(Trechos de um conjunto de dados de anotação de localização)
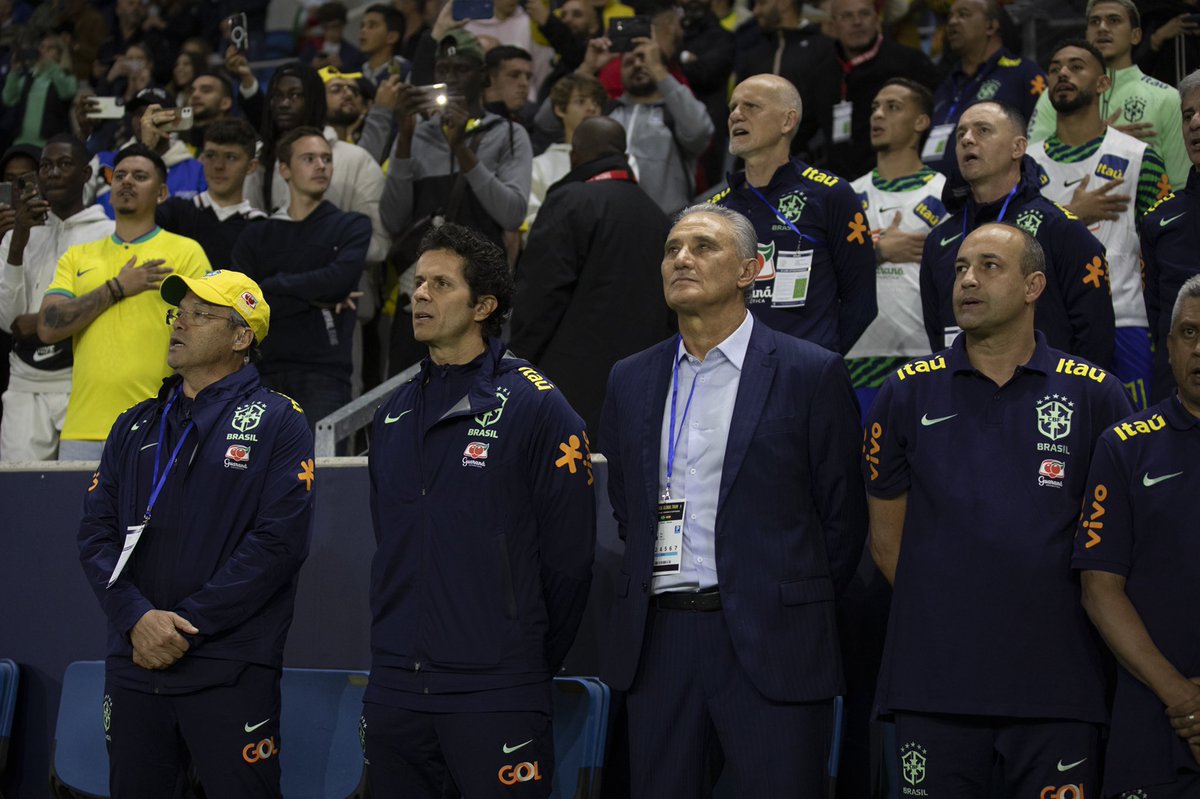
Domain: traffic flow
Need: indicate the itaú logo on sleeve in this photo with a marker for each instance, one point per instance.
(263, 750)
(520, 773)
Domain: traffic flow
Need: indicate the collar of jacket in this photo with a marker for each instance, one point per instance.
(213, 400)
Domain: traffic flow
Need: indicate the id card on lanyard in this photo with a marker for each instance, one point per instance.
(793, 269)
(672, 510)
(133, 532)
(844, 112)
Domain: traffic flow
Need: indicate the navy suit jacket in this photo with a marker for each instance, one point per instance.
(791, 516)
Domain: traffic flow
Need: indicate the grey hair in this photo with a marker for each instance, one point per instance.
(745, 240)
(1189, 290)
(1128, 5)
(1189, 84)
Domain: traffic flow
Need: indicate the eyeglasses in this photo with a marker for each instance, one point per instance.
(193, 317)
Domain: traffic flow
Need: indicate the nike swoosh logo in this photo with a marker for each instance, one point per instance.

--

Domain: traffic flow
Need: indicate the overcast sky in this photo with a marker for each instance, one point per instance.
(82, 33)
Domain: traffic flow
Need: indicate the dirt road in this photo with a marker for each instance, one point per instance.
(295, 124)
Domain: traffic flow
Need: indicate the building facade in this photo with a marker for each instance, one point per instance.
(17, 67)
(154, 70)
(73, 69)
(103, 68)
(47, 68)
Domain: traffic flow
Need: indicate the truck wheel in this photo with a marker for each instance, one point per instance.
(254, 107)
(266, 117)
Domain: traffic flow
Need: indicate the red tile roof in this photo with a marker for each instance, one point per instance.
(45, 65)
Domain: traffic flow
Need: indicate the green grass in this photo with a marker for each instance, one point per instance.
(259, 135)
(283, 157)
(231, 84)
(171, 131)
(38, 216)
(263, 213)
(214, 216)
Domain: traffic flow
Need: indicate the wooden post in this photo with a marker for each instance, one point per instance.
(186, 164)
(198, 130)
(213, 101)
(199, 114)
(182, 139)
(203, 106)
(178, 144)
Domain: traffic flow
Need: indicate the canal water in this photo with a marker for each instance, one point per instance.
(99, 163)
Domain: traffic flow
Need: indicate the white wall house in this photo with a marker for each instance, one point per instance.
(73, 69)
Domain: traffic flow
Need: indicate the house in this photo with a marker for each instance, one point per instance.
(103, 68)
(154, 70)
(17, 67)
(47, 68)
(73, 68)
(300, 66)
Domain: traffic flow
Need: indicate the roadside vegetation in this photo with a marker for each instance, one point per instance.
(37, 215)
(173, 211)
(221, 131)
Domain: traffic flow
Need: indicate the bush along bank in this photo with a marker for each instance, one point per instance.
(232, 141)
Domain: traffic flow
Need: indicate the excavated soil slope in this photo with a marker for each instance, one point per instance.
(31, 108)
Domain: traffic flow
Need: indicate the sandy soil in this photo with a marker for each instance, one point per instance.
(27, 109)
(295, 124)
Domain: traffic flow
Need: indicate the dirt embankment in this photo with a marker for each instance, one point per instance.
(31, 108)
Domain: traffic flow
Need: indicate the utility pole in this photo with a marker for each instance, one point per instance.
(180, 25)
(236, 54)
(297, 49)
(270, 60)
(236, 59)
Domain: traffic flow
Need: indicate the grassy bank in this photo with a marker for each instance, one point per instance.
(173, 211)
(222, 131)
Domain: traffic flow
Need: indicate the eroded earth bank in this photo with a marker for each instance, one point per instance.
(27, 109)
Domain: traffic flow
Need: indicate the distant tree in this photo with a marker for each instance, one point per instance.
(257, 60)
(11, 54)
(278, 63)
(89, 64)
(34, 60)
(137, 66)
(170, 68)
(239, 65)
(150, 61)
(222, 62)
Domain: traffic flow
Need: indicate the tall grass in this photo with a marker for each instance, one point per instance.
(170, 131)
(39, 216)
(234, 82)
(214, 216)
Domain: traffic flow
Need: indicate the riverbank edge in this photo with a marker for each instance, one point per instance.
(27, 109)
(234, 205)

ENUNCIADO DA TAREFA => Localize, nas linhas acima, todas as que contêm a palavra "house" e copie cada uma delas.

SOLUÇÃO DO PROBLEMA =>
Need: indicate the white wall house in this photo with a marker for each instance, one point per instance.
Need: indicate the house in this photo with a marker for each instance, one point per instance.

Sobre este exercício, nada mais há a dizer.